To do
Convert every line of the entries below into a JSON list of strings, one string per line, skipping blank lines and leaving out the pictures.

Information given

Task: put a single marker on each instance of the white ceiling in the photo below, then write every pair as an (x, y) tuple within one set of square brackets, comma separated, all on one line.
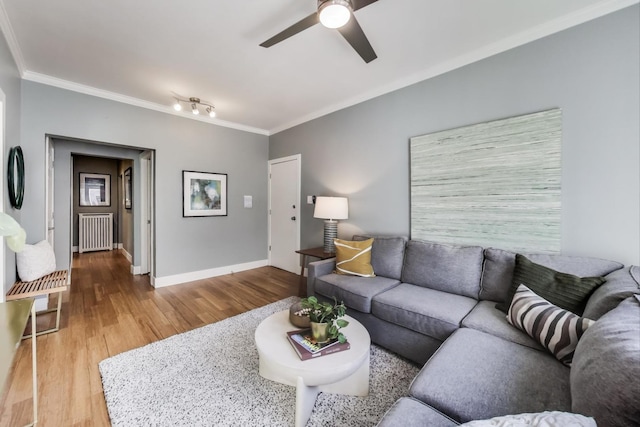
[(142, 51)]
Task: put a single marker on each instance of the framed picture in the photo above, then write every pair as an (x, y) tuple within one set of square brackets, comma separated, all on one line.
[(127, 189), (95, 189), (204, 194)]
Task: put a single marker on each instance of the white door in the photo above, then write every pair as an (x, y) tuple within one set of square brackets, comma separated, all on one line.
[(284, 213), (49, 191), (146, 199)]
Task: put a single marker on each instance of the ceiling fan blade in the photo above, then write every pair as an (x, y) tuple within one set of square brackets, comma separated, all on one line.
[(353, 33), (359, 4), (299, 26)]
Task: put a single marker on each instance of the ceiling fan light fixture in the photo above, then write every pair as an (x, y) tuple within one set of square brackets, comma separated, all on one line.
[(334, 13)]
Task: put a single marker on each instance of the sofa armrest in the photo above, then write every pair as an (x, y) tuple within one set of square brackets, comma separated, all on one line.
[(317, 269)]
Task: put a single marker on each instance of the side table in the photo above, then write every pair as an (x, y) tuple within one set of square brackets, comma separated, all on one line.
[(313, 252)]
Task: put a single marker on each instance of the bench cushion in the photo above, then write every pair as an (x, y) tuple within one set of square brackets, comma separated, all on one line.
[(428, 311), (448, 268), (476, 376), (356, 292)]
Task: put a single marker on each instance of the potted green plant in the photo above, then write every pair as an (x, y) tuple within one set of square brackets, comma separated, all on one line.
[(325, 319)]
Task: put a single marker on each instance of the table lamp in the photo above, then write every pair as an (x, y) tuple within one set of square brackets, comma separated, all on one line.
[(331, 209)]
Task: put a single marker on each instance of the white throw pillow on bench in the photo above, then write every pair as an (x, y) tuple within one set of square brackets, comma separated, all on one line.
[(35, 261)]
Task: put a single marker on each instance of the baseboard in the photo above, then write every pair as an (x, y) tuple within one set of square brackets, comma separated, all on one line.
[(160, 282)]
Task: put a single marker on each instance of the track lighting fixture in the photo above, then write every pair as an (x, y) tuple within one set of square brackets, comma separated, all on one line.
[(195, 104)]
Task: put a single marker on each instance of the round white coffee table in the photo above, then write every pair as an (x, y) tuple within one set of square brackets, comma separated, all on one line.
[(345, 372)]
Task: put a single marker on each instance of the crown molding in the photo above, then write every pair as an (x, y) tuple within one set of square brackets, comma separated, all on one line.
[(522, 38), (12, 41), (100, 93)]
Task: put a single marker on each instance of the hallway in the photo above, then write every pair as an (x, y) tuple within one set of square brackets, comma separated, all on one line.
[(108, 311)]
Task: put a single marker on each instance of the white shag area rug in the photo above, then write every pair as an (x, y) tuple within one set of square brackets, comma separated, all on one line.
[(209, 377)]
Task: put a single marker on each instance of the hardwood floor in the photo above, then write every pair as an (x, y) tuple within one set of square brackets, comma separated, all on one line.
[(107, 311)]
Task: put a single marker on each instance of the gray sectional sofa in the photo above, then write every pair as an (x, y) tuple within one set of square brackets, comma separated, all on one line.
[(434, 304)]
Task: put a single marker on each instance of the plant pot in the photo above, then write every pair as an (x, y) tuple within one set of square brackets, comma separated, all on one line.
[(320, 331), (301, 322)]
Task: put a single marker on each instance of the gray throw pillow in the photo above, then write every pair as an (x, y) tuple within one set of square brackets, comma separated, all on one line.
[(606, 368)]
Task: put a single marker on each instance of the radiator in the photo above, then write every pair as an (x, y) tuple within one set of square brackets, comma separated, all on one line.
[(95, 232)]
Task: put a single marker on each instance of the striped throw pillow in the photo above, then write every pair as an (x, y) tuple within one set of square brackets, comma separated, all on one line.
[(354, 258), (556, 329)]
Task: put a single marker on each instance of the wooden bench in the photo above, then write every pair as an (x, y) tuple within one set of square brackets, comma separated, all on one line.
[(55, 282)]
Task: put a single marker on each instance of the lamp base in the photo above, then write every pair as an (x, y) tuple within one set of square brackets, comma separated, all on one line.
[(330, 233)]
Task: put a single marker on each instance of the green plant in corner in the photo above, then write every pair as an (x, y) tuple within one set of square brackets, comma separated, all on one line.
[(325, 312)]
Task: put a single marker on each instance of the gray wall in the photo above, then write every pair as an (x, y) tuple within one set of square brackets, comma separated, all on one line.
[(182, 244), (10, 85), (591, 72), (101, 165)]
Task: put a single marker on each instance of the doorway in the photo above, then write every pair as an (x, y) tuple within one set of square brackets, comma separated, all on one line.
[(284, 213), (66, 149)]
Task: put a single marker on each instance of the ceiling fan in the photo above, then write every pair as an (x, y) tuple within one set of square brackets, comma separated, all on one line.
[(336, 14)]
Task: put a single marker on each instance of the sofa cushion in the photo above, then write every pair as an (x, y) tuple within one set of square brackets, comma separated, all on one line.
[(540, 419), (556, 329), (354, 258), (620, 285), (475, 376), (499, 264), (605, 376), (448, 268), (428, 311), (564, 290), (356, 292), (387, 255), (487, 318), (408, 412)]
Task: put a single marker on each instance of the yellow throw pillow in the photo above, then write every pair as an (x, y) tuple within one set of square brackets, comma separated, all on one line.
[(354, 258)]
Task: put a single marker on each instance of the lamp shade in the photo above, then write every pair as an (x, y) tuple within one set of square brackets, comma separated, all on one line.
[(331, 208)]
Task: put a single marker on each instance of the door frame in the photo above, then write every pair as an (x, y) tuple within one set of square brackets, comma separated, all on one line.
[(147, 203), (298, 158)]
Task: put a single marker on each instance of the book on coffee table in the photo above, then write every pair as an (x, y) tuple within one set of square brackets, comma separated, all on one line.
[(307, 348)]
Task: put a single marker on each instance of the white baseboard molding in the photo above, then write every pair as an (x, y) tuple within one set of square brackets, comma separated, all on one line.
[(160, 282)]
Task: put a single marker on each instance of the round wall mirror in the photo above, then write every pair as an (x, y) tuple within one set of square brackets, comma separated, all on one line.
[(16, 177)]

Solution to the problem
[
  "Task: put a single marker on each instance of the white ceiling in the photo below, then write every pair as an (x, y) tuple within one set of square brackets, comma separated, all on one line.",
  "[(142, 51)]",
  "Task: put a single marker on each instance of the framed picture in the photo above, then write every pair as an (x, y) tuple within one set of square brackets, comma separated, all on one line.",
  "[(127, 189), (95, 189), (204, 194)]",
  "Task: put a single marker on each instance of the white door in the photo above, then write every pair as an (x, y) tuple within one set of square brackets, comma separated, all on one line.",
  "[(284, 213), (49, 191), (146, 199)]",
  "Task: put a single marker on each instance of the ceiling fan blade in the photo above, then write every pair as an (x, y) tuple within one set of square brackets, comma separated, all on one line.",
  "[(353, 33), (359, 4), (299, 26)]",
  "Task: put a single marker on each instance of the ceiling fan light fixture in the photo above, then write every pair as an (x, y) tuple within one set of square brackets, comma separated, all on one line.",
  "[(334, 13)]",
  "Task: put a single marker on each instance of the sofa armrest in the photo above, then write every pair as an (x, y) tuple within one set of square brackets, comma separated, all on one line.",
  "[(317, 269)]",
  "Task: put a single marker on each instance of the side table in the photo above, then write every pair as an (x, y) tuple within one set of square brackets, comma separated, all on one line.",
  "[(313, 252)]",
  "Task: put a single marker on each instance of the bench cushion in the photo above, then write every pair as an (x, y) tuple within one set of square brackets, comma separated, all on one line.",
  "[(428, 311), (448, 268), (476, 376), (356, 292)]",
  "Task: put a single marker on each instance of the potted green plant in the photo above, then write every pair as an (x, y) tuple within one set of square brackets, comma separated, all on one line.",
  "[(325, 319)]",
  "Task: put a single marker on each instance of the table lamp in the photo above, then write every pair as an (x, y) tuple within one set of square brackets, comma separated, all on one line.",
  "[(331, 209)]",
  "Task: put a single marker on each instance of the white throw pillow on bench in the photo above, then write every pair as an (x, y) tuple within one set of square brackets, comma separated, all on one line.",
  "[(35, 261)]",
  "Task: put a single marker on each instance of the baseboard in the photo above, then write every pair as an (x, y) tuple within one set of square brackets, comma separated, all on one line.",
  "[(160, 282)]",
  "Task: put a single marker on each instance of the track lighting fixture in the photo above, then write every pair as an (x, y) tuple within one set of square brackets, comma separated, all on one line.",
  "[(195, 104)]",
  "Task: put a single marker on each instance of the round white coffee table in the photo above, then write every pair as an (x, y) tuple within one set of square brackets, comma separated, all on one line.",
  "[(345, 372)]",
  "Task: put a single marker on each instance of the crown molding in the photo above, then write every pair as an (x, y) tuple within one set of square brackets, comma separated, all on one line.",
  "[(522, 38), (12, 41), (100, 93)]",
  "Task: put a single marker on each instance of the hallway in the photo above, then write every pair as an (x, y) tuple within one set of square brackets, comma separated, all on one line.",
  "[(108, 311)]",
  "Task: put a single marker on each instance of the white shag area rug in the photo above, then write every pair as an (x, y) tuple within one set of square brackets, comma separated, all on one line.",
  "[(209, 377)]",
  "Task: put a single marker on each instance of the hardwood floor in the photo above, then write every pair as an (x, y) tuple within one set of square brackets, comma separated, all on one line.",
  "[(107, 311)]",
  "Task: put a single marker on each instance of the gray sectional sofa in the photo above, then write every pair as an (x, y) tuple within one set of square brackets, comma separated, all on one line.",
  "[(434, 304)]",
  "Task: put a single marker on each instance of the plant pot in the photo above, then write every pair as an (x, y) tuple within one set of square brackets, comma separated, all on one line.",
  "[(320, 331), (301, 322)]",
  "Task: put a single marker on each instance of the gray throw pillow in the photo above, then write every pair as an (x, y) tuple within one set of square brackets, comma separated, all on one line.",
  "[(606, 368)]",
  "Task: put a single marker on each instance of the radiator in the photo above, then write every pair as an (x, y) tuple within one set of square brackets, comma separated, all on one line.",
  "[(95, 232)]",
  "Task: put a single marker on each instance of the striped throw pillow in the photo above, then write every pair as an (x, y) tuple within one set of square brackets, comma separated, all on one line.",
  "[(354, 258), (556, 329)]",
  "Task: put a single marker on each instance of the wooden bench in the photo above, then write every pair as an (x, y) tuple within one set of square brackets, comma separated, all on one line.",
  "[(55, 282)]",
  "Task: put a single marker on each instance of the lamp base in the photo above, then write every pair as an (x, y) tuple within one set of square brackets, comma separated, all on one line.",
  "[(330, 233)]",
  "Task: put a single marker on each instance of the green plant in corner in the photo above, then write every pair as an (x, y) tuple within one set of square brackets, comma separated, all on one line.",
  "[(325, 312)]",
  "Task: put a single marker on each instance of the gray wall in the photo above, then write every pair as an (x, y) tuple within one set of square brackets, comma separated, all on one line.",
  "[(182, 244), (10, 85), (591, 72), (101, 165)]",
  "Task: put a single marker on each instance of the doorway in the photo above, then write every pair as an (x, y) tuple within one set of square brackets, comma separated, all on one line.",
  "[(284, 213), (66, 149)]",
  "Task: put a single marker on each instance of the ceiling fan in the photo above, then write every pair as an (x, y) tuple within one set of square brackets, comma separated, all on one line.",
  "[(336, 14)]",
  "Task: put a single marker on each instance of the sofa cushion in the photo above, then write every pair as an (x, y) tuple within one set of square brackets, comma separated, all on one line.",
  "[(540, 419), (556, 329), (354, 258), (620, 285), (475, 376), (499, 264), (605, 376), (448, 268), (428, 311), (564, 290), (356, 292), (387, 255), (487, 318), (408, 412)]",
  "Task: put a single marker on each instance of the yellow throw pillow in the photo above, then write every pair as an (x, y) tuple within one set of square brackets, comma separated, all on one line.",
  "[(354, 258)]",
  "Task: put a single marker on each instance of the lamp shade in the photo above, then write every pair as an (x, y) tuple within one set of square brackets, comma separated, all on one line.",
  "[(331, 208)]",
  "Task: put a single marker on each instance of the door frame in the photo above, then write every pair as an (x, y) tuple within one set of square brackets, comma separated, all on one line.",
  "[(147, 203), (298, 158)]",
  "Task: put a single marker on each instance of the book on coffee table in the photo above, then write every pair as an (x, y) tuple within one set of square brackets, comma separated, all on one line.",
  "[(307, 348)]",
  "Task: put a single marker on each instance of the white baseboard molding in the photo above, then write every pair as an (x, y) tuple within one set of square brackets, comma separated, all on one line.",
  "[(160, 282)]",
  "Task: put a single marker on each instance of the round wall mirror in the photo above, then write every pair as an (x, y) tuple within one set of square brackets, comma separated, all on one line.",
  "[(16, 177)]"
]